_PASSAGE FOR REVIEW:_
Skin biopsies are procedures done to investigate cutaneous growths or lesions. Many skin pathologies can be diagnosed by direct observation and palpation. However, there are others that require diagnostic procedures involving microscopic and histopathological examinations.
The various techniques that may be used to obtain skin biopsies include shave biopsy, punch biopsy and excisional biopsy. Skin biopsies, compared to other biopsies are relatively low-risk procedures and are associated with very few complications. However, like other biopsies, they require a consenting patient and anesthesia, typically local.
Slide tissue biopsy from skin for diagnosis in pathology laboratory. Image Copyright: Pongsak A / Shutterstock
This technique entails the use of a curved razor or small scalpel by an experienced surgeon to minimize the risk of scarring. It is the most commonly used technique. This is because it is relatively quick to perform, cost-effective and requires simple wound care. Shave biopsies may be done superficially, or via saucerization, and produce flat specimens.

_WORK INSTRUCTION:_ Which three techniques for obtaining skin biopsies does the text on skin biopsies name?

_DATASET SECTION:_
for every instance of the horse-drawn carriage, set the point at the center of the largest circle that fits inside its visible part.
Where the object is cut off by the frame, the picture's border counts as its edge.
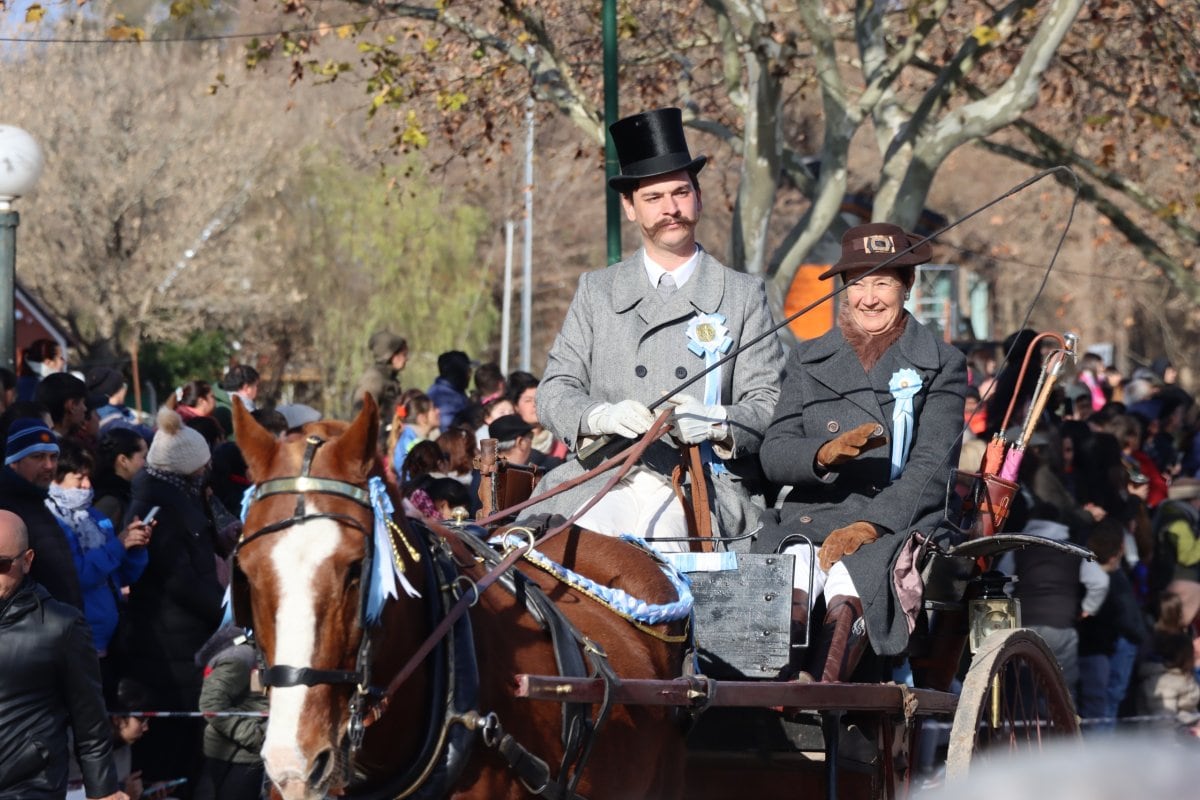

_RESPONSE AREA:_ Shave biopsy, punch biopsy and excisional biopsy.